- [Requirements]: Rewrite the lines of the items below, from the line containing "the boot sole" through the last line of the items, inclusive, as a Markdown table with the columns Row and Text, numbering each line and leaving out any blank lines.

- [Dataset excerpts]:
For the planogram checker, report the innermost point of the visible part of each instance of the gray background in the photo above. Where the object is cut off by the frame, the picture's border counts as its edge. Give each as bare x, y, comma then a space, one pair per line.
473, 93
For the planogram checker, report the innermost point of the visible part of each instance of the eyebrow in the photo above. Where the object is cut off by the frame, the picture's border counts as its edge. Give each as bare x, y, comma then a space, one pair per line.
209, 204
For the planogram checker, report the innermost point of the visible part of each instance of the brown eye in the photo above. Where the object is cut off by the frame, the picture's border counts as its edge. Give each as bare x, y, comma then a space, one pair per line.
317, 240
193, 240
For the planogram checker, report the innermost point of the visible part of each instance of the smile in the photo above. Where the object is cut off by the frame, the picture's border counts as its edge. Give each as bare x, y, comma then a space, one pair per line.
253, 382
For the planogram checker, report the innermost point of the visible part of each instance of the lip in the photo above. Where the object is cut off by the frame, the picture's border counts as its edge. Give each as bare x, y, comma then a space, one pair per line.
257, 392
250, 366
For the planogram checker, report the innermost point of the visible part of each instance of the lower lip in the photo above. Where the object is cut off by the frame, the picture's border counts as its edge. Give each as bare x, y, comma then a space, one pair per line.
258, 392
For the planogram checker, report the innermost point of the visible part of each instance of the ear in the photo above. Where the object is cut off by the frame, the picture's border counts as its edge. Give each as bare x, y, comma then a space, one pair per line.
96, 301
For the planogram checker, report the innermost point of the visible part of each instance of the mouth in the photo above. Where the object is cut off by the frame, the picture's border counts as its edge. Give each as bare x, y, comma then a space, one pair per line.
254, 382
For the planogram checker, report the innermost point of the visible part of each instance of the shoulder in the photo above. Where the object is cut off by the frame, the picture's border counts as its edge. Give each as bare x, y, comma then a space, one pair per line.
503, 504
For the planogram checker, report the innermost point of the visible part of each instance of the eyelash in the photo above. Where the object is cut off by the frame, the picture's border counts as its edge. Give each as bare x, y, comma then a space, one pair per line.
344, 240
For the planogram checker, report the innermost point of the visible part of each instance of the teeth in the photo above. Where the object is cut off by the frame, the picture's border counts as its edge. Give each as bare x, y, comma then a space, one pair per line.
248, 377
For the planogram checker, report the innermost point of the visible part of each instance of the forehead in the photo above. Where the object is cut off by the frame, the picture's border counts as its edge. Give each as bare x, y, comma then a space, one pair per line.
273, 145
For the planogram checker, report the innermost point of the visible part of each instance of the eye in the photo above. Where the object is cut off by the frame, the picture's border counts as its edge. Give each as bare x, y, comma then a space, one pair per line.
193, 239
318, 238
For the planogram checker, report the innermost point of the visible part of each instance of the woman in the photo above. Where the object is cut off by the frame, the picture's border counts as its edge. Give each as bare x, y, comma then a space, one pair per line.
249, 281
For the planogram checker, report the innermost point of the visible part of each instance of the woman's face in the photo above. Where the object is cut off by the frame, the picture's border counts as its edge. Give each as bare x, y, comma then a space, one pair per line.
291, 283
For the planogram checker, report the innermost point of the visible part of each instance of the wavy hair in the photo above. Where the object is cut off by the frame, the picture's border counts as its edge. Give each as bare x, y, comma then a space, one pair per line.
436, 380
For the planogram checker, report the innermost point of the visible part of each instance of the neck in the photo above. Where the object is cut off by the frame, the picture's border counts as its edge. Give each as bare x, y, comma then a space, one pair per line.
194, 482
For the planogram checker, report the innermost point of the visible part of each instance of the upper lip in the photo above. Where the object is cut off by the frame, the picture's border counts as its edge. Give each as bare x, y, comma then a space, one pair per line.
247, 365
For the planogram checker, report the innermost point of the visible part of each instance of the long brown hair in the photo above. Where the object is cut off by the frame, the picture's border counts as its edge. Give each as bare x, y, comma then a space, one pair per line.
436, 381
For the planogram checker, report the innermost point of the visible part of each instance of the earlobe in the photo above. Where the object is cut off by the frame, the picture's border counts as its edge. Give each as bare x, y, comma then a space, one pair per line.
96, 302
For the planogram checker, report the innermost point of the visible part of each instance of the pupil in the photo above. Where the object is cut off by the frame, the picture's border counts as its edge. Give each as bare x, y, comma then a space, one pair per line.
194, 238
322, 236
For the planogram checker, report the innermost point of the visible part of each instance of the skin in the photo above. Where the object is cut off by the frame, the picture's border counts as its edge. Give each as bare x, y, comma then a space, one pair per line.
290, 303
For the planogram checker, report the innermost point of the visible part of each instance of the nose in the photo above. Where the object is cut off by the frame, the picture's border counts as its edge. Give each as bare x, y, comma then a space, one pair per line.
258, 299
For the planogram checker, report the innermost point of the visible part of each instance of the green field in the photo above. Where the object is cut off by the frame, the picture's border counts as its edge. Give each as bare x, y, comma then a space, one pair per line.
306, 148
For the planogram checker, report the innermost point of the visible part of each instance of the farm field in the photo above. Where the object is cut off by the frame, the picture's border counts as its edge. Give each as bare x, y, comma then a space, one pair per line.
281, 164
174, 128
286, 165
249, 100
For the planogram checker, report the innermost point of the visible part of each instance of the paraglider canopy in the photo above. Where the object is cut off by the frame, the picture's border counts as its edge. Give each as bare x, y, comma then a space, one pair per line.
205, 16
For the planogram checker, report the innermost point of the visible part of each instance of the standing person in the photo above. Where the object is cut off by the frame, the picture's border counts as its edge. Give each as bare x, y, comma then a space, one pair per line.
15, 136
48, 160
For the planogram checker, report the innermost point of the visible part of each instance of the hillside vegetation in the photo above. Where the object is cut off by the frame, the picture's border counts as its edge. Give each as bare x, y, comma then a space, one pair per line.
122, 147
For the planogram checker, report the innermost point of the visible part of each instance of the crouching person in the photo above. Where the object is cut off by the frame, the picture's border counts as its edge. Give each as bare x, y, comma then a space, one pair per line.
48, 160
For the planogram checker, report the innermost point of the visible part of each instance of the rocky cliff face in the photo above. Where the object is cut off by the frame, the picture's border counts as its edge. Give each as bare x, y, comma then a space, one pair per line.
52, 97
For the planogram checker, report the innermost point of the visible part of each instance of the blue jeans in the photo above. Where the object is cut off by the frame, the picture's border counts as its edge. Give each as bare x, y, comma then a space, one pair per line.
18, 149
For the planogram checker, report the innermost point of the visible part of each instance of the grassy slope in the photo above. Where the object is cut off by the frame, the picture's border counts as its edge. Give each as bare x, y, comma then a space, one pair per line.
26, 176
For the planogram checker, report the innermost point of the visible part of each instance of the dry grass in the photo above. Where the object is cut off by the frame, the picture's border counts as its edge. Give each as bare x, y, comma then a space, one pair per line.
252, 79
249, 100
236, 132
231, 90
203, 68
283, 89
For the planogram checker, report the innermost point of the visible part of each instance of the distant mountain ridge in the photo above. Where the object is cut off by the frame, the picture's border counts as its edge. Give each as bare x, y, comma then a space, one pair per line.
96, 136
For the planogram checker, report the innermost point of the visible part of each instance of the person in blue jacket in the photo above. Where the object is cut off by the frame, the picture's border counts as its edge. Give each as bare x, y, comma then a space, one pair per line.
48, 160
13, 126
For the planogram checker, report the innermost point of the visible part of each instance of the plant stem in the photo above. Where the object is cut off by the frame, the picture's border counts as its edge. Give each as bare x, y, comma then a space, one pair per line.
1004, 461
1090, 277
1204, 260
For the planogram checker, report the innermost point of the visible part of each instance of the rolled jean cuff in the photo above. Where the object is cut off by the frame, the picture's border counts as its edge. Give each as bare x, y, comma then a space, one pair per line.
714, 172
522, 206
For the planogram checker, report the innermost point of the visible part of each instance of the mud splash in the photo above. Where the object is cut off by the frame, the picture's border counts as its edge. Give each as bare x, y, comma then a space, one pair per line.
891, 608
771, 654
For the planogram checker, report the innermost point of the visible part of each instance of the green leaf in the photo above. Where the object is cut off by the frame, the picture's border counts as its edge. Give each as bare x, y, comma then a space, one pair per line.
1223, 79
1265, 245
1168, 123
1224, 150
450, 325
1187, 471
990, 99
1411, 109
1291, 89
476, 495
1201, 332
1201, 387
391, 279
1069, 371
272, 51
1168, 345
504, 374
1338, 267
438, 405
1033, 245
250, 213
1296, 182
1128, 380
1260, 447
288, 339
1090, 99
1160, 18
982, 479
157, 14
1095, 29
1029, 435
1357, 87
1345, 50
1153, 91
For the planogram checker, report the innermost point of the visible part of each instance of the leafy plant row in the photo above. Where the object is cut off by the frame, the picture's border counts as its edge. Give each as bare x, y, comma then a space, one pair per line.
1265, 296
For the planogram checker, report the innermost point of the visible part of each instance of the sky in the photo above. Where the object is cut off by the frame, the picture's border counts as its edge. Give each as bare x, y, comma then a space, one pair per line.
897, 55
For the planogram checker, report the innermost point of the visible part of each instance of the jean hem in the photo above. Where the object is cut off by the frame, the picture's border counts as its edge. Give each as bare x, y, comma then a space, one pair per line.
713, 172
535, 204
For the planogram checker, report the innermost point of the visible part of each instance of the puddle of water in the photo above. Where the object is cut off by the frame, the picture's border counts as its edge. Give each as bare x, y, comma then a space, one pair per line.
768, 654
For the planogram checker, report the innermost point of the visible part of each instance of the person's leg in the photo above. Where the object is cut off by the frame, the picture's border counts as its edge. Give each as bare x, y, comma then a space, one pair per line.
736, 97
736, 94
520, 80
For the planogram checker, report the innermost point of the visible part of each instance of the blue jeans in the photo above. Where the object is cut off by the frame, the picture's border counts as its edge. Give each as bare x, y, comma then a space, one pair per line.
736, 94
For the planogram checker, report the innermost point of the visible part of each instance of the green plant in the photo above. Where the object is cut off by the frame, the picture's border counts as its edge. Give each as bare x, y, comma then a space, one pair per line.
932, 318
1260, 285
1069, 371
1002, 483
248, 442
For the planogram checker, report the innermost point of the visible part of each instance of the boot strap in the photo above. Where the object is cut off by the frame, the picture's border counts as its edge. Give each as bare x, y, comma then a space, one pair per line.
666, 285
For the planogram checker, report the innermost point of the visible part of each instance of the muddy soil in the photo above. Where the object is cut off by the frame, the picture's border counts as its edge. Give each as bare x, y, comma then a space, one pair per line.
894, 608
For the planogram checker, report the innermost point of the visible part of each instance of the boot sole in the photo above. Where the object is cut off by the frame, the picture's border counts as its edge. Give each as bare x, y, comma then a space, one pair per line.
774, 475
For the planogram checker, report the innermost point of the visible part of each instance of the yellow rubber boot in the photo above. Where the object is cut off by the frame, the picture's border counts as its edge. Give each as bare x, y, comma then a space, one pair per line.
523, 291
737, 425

- [Task result]:
| Row | Text |
|---|---|
| 1 | For the planogram checker, report the innermost point of the visible part of each instance of the boot sole in the photo above. Where the object is cut off by the frame, the picture's border counts as its edge. Give each as bare x, y, comma then a space, one pair per line. |
| 2 | 774, 475 |
| 3 | For the planogram checker, report the innermost point of the visible part of each instance of the yellow rubber boot in the photo above. Where the object is cut off by the frame, the picture's border counts as its edge. Give each as bare x, y, comma then a space, one pair per line. |
| 4 | 523, 291 |
| 5 | 737, 425 |